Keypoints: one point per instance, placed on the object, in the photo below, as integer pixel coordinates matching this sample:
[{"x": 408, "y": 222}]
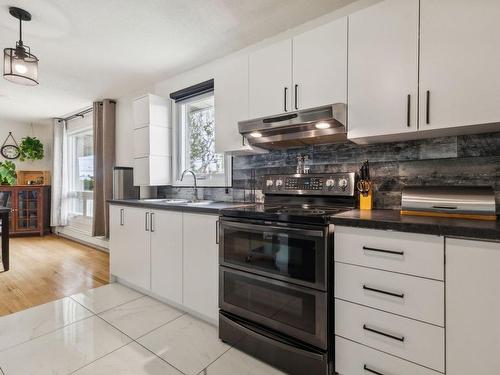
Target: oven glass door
[
  {"x": 294, "y": 254},
  {"x": 292, "y": 310}
]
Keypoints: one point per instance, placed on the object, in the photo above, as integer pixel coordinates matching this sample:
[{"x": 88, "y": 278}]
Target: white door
[
  {"x": 320, "y": 66},
  {"x": 472, "y": 307},
  {"x": 231, "y": 102},
  {"x": 270, "y": 80},
  {"x": 459, "y": 60},
  {"x": 166, "y": 254},
  {"x": 383, "y": 69},
  {"x": 130, "y": 256},
  {"x": 201, "y": 264}
]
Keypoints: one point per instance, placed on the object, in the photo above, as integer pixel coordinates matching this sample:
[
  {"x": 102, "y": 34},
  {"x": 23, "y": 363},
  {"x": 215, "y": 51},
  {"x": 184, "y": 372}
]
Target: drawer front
[
  {"x": 409, "y": 339},
  {"x": 352, "y": 359},
  {"x": 409, "y": 253},
  {"x": 410, "y": 296}
]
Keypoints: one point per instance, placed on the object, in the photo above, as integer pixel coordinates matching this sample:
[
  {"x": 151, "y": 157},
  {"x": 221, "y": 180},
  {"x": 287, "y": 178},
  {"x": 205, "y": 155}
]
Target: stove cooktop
[{"x": 287, "y": 213}]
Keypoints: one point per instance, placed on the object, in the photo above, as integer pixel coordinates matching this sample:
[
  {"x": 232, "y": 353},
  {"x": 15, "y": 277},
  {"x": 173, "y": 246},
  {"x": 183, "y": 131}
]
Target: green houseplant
[
  {"x": 30, "y": 148},
  {"x": 8, "y": 173}
]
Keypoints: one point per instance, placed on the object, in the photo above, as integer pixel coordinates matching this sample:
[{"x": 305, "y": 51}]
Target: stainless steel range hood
[{"x": 313, "y": 126}]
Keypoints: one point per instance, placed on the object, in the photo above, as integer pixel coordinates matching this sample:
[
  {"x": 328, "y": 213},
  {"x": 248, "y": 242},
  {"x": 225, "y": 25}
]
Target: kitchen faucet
[{"x": 195, "y": 192}]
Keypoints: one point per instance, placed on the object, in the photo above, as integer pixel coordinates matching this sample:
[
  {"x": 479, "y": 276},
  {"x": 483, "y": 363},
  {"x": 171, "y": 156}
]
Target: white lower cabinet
[
  {"x": 200, "y": 264},
  {"x": 352, "y": 359},
  {"x": 402, "y": 337},
  {"x": 166, "y": 255},
  {"x": 472, "y": 307},
  {"x": 172, "y": 254},
  {"x": 130, "y": 255}
]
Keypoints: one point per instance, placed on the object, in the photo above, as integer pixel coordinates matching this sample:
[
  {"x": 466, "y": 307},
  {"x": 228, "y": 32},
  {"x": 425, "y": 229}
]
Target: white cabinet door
[
  {"x": 383, "y": 69},
  {"x": 472, "y": 307},
  {"x": 231, "y": 102},
  {"x": 166, "y": 254},
  {"x": 270, "y": 80},
  {"x": 130, "y": 245},
  {"x": 200, "y": 264},
  {"x": 459, "y": 60},
  {"x": 320, "y": 66}
]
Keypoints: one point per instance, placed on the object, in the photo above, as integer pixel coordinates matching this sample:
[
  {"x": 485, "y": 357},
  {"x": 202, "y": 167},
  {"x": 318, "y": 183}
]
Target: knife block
[{"x": 366, "y": 202}]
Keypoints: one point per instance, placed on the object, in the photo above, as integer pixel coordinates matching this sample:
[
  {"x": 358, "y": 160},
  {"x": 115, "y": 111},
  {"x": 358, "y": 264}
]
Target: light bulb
[
  {"x": 322, "y": 125},
  {"x": 256, "y": 134},
  {"x": 20, "y": 68}
]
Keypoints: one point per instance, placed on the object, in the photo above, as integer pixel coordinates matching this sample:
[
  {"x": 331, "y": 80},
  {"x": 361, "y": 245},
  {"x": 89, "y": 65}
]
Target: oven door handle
[{"x": 274, "y": 229}]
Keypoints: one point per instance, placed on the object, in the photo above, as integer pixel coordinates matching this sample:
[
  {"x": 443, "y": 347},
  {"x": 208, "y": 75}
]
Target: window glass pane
[
  {"x": 81, "y": 165},
  {"x": 196, "y": 120}
]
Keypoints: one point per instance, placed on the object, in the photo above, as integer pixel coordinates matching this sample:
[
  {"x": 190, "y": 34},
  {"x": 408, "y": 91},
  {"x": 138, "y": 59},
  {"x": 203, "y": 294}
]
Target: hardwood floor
[{"x": 43, "y": 269}]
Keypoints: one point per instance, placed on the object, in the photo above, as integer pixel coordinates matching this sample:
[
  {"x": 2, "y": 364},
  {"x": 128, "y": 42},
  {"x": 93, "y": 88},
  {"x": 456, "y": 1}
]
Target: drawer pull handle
[
  {"x": 394, "y": 337},
  {"x": 383, "y": 251},
  {"x": 366, "y": 368},
  {"x": 399, "y": 295}
]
□ □ □ □ □
Work order
Restate the listing above word for word. Leave the images out.

Response to this task
Keypoints: one point per instance, placed on the object, in the photo below, as integer pixel coordinates matching this sample:
[{"x": 408, "y": 222}]
Target: oven glass door
[
  {"x": 294, "y": 254},
  {"x": 292, "y": 310}
]
Keypoints: one point per instance, placed on the object, in the photo above, as integer pixel coordinates matching this sample:
[{"x": 88, "y": 278}]
Target: white door
[
  {"x": 320, "y": 66},
  {"x": 472, "y": 307},
  {"x": 231, "y": 102},
  {"x": 270, "y": 80},
  {"x": 459, "y": 60},
  {"x": 166, "y": 254},
  {"x": 383, "y": 69},
  {"x": 130, "y": 256},
  {"x": 201, "y": 264}
]
Keypoints: one point per instance, placed on the object, in the photo above, as integer pixel coordinates matching this sample:
[
  {"x": 102, "y": 34},
  {"x": 23, "y": 363},
  {"x": 215, "y": 51},
  {"x": 184, "y": 372}
]
Target: drawer front
[
  {"x": 409, "y": 339},
  {"x": 352, "y": 359},
  {"x": 409, "y": 253},
  {"x": 410, "y": 296}
]
Keypoints: one point per instance, placed on the object, in the photo above, as integer pixel coordinates matching this sample:
[
  {"x": 151, "y": 157},
  {"x": 221, "y": 180},
  {"x": 287, "y": 178},
  {"x": 205, "y": 155}
]
Target: stove cooktop
[{"x": 287, "y": 213}]
Keypoints: one point per instance, placed on the object, in the photo above, as integer pixel coordinates matching this sample:
[
  {"x": 232, "y": 353},
  {"x": 15, "y": 277},
  {"x": 173, "y": 246},
  {"x": 183, "y": 131}
]
Target: green houseplant
[
  {"x": 30, "y": 148},
  {"x": 8, "y": 173}
]
Keypoints: one point per instance, placed on the object, in the photo above, as integer pixel coordinates matching this sample:
[{"x": 305, "y": 51}]
Target: stainless steel range hood
[{"x": 313, "y": 126}]
Keypoints: one point per instance, placed on the object, in the photo above, as integer pixel coordinates matching this sample:
[
  {"x": 328, "y": 213},
  {"x": 248, "y": 242},
  {"x": 225, "y": 25}
]
Target: kitchen faucet
[{"x": 195, "y": 192}]
Keypoints: one point per instance, placed on the object, in the photo above, as integer pixel coordinates matching this sample:
[
  {"x": 479, "y": 276},
  {"x": 483, "y": 363},
  {"x": 171, "y": 156}
]
Target: white lower cabinet
[
  {"x": 200, "y": 264},
  {"x": 352, "y": 359},
  {"x": 402, "y": 337},
  {"x": 166, "y": 255},
  {"x": 472, "y": 307},
  {"x": 172, "y": 254},
  {"x": 130, "y": 255}
]
Keypoints: one point per instance, placed on the object, in the photo above, as integer pixel coordinates matching this sample:
[
  {"x": 466, "y": 307},
  {"x": 228, "y": 32},
  {"x": 425, "y": 229}
]
Target: white cabinet door
[
  {"x": 383, "y": 69},
  {"x": 472, "y": 307},
  {"x": 231, "y": 102},
  {"x": 166, "y": 254},
  {"x": 270, "y": 80},
  {"x": 130, "y": 245},
  {"x": 200, "y": 264},
  {"x": 459, "y": 60},
  {"x": 320, "y": 66}
]
Keypoints: one point per instance, placed on the object, in the photo above, as integer pixel coordinates matching this sample:
[
  {"x": 485, "y": 357},
  {"x": 202, "y": 167},
  {"x": 318, "y": 183}
]
Target: knife block
[{"x": 366, "y": 202}]
Keypoints: one point per instance, placed on the object, in the photo above, as integer pixel coordinates matching this sample:
[
  {"x": 358, "y": 160},
  {"x": 115, "y": 111},
  {"x": 358, "y": 264}
]
Target: light bulb
[
  {"x": 322, "y": 125},
  {"x": 256, "y": 134},
  {"x": 20, "y": 68}
]
Keypoints: one point per instance, placed on the object, in the photo above, as integer pixel coordinates matching this sample:
[
  {"x": 331, "y": 80},
  {"x": 361, "y": 245},
  {"x": 89, "y": 65}
]
Target: oven door handle
[{"x": 274, "y": 229}]
Keypoints: one point per instance, placed on the object, in the photo above, as integer pixel coordinates matching this sample:
[
  {"x": 443, "y": 347},
  {"x": 208, "y": 75}
]
Target: window glass pane
[
  {"x": 81, "y": 165},
  {"x": 196, "y": 120}
]
Keypoints: one point per instance, placed on the object, in the photo above, as integer pixel coordinates matching this sample:
[
  {"x": 190, "y": 34},
  {"x": 408, "y": 91},
  {"x": 138, "y": 59},
  {"x": 203, "y": 294}
]
Target: hardwood floor
[{"x": 43, "y": 269}]
Keypoints: one point per instance, placed on the object, in the photo above, as integer pixel coordinates matching this sample:
[
  {"x": 2, "y": 364},
  {"x": 128, "y": 42},
  {"x": 93, "y": 88},
  {"x": 456, "y": 1}
]
Target: drawer pull handle
[
  {"x": 394, "y": 337},
  {"x": 383, "y": 251},
  {"x": 366, "y": 368},
  {"x": 399, "y": 295}
]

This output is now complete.